Switch "deepest" to "most central" throughout the lines below, keeping everything else the same, and leave the pictures out of your answer.

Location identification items
+ + + + + + +
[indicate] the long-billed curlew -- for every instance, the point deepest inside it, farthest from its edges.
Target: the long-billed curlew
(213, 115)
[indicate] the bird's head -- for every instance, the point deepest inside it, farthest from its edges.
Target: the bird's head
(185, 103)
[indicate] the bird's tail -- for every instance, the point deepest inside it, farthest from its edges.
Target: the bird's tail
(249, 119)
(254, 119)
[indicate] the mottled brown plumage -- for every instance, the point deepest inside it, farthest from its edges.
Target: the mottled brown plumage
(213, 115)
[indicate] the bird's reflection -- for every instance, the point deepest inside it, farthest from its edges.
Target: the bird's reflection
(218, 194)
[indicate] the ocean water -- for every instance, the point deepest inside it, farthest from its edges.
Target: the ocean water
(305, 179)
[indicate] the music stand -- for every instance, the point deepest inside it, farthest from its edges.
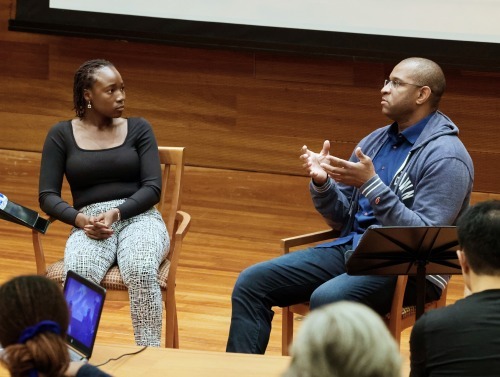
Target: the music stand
(418, 251)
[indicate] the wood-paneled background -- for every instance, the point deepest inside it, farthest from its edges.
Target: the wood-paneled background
(243, 118)
(231, 109)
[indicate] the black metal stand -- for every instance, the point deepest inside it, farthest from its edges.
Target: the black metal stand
(414, 251)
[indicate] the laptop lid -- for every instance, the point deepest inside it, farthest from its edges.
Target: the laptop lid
(85, 302)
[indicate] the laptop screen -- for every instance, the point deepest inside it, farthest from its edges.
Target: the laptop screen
(85, 302)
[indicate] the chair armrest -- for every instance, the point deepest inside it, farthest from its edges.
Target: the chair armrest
(36, 237)
(304, 239)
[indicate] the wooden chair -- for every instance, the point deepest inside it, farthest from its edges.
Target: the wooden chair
(172, 161)
(398, 319)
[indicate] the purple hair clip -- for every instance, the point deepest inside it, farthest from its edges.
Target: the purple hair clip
(40, 327)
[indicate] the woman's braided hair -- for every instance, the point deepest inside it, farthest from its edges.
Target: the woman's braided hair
(84, 79)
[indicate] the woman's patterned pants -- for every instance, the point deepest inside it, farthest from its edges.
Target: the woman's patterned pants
(138, 246)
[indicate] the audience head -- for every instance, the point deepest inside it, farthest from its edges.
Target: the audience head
(479, 238)
(344, 339)
(34, 318)
(85, 78)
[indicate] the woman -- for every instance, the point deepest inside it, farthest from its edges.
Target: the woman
(344, 339)
(112, 166)
(33, 322)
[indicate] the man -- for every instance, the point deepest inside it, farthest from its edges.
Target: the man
(464, 339)
(413, 172)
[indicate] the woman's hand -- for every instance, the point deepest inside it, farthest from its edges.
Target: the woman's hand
(98, 227)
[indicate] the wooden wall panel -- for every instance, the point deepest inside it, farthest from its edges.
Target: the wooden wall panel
(231, 109)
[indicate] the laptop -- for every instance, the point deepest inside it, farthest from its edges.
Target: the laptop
(85, 302)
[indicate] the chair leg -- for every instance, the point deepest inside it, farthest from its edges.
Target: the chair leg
(171, 326)
(286, 331)
(176, 332)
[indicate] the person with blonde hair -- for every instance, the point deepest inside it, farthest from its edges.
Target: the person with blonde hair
(344, 339)
(34, 317)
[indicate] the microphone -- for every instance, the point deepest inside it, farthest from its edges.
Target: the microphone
(22, 215)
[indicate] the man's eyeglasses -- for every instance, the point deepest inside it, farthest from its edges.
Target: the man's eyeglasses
(396, 83)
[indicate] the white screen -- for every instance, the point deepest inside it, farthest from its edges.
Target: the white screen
(460, 20)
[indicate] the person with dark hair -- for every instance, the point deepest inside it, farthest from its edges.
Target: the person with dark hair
(34, 318)
(113, 169)
(463, 339)
(413, 172)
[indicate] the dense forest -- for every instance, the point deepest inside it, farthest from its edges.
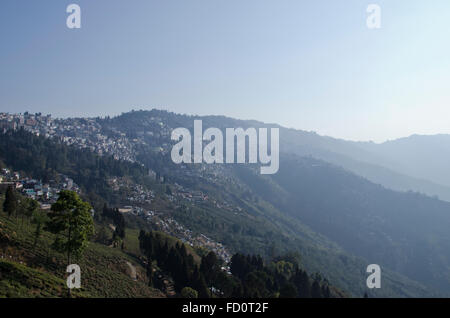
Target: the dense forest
(46, 159)
(249, 277)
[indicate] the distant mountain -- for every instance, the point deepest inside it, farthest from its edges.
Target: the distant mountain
(420, 156)
(404, 232)
(339, 221)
+ + + + + + +
> _EXERCISE OUTPUT_:
[indicate] the long-billed curlew -- for every instance, the point most central inside it, farthest from its edges.
Target: the long-billed curlew
(213, 115)
[indicate] the bird's head -- for every instance, the point most central inside it, farthest from its edges.
Target: the bird's head
(185, 103)
[indicate] the bird's tail -- for every instance, the point most central inside it, farthest from its edges.
Target: the bird's tail
(249, 119)
(254, 119)
[indicate] the mottled brown plumage -- for every instance, the point most central inside it, farthest from its edges.
Target: the mottled brown plumage
(213, 115)
[indicate] the bird's reflection -- for every instance, the point most central inside it, farthest from its edges.
Target: the bird's reflection
(218, 194)
[indicate] the ocean water -- for every instance, the point most central inside it, farthest from its edges.
Target: the ocean water
(305, 179)
[indicate] the music stand -- for every instance, the point most central inside it, farthest from its edges.
Target: the music stand
(418, 251)
[indicate] the wood-paneled background -- for every instance, the point most central inside it, farthest from its edges.
Target: the wood-paneled background
(243, 118)
(231, 109)
[indicate] the black metal stand -- for every instance, the point most central inside it, farthest from its edges.
Target: the black metal stand
(414, 251)
[indicate] the laptop lid -- for every instance, the point most central inside it, farthest from its edges.
Target: the laptop lid
(85, 302)
[indicate] the laptop screen -- for every instance, the point most central inside it, farthest from its edges.
Target: the laptop screen
(85, 302)
[indicate] the chair armrest -- for every instance, the point most central inside it, farthest from its edges.
Target: the chair armrest
(36, 237)
(304, 239)
[indicate] the wooden chair -- for every instance, the point most central inside it, farthest from its edges.
Target: the wooden chair
(172, 161)
(398, 319)
[indicate] the purple hair clip -- for every instance, the point most central inside it, farthest from its edges.
Target: the purple hair clip
(40, 327)
[indicate] the woman's braided hair -- for every instance, the point most central inside it, farthest from its edges.
Target: the woman's braided hair
(84, 79)
[indicate] the woman's patterned pants -- for every instance, the point most central inside it, farthest from its edges.
Target: the woman's patterned pants
(138, 246)
[indicate] the audience head -- for every instance, the point most central inside it, farthest from its edges.
Target: the audience head
(479, 238)
(344, 339)
(34, 318)
(85, 78)
[indicate] the woman -- for every instance, the point most central inside it, farthest from its edges.
Target: the woman
(344, 339)
(112, 166)
(33, 322)
[indicate] the man -- for every instance, the point most central inside it, farthest from its edges.
Target: the man
(464, 339)
(413, 172)
[indicate] the woman's hand -- for every instance, the point most central inside it, farthest from its edges.
Target: the woman's hand
(98, 227)
[indicate] the wooden wall panel -- for every instance, the point most central inside it, farthest from its edges.
Target: the wooden wall panel
(231, 109)
[indicate] the laptop -- for every instance, the point most central inside it, farthest from its edges.
Target: the laptop
(85, 302)
[indicate] the chair leg -- for every instance, the point most central inside it, farthest from its edges.
Target: the chair leg
(171, 326)
(286, 331)
(176, 332)
[indicate] the person with blonde hair -- for every instance, the point most central inside it, farthest from its edges.
Target: the person with blonde hair
(344, 339)
(34, 317)
[indicate] the microphone -- for every instance, the point most central inside it, farthest from its edges.
Target: the microphone
(22, 215)
[indicate] the man's eyeglasses -- for every instance, the point most central inside it, farthest from its edges.
Target: the man's eyeglasses
(396, 83)
[indicate] the white screen -- for every instance, the point most central inside it, farthest from its edges.
Target: the white screen
(460, 20)
[indicate] the person with dark hair -- for every instance, the point most central inside it, farthest from its edges.
Target: the person with dark hair
(34, 318)
(113, 169)
(463, 339)
(413, 172)
[indicate] the dense forest -- for every instance, the point most central inside it, farthest from its edges.
Target: the dense forest
(46, 159)
(249, 277)
[indicate] the distant mountain -- for every instance, the point most central inside it, farthest from its edges.
Target: the distant mountain
(420, 156)
(404, 232)
(339, 221)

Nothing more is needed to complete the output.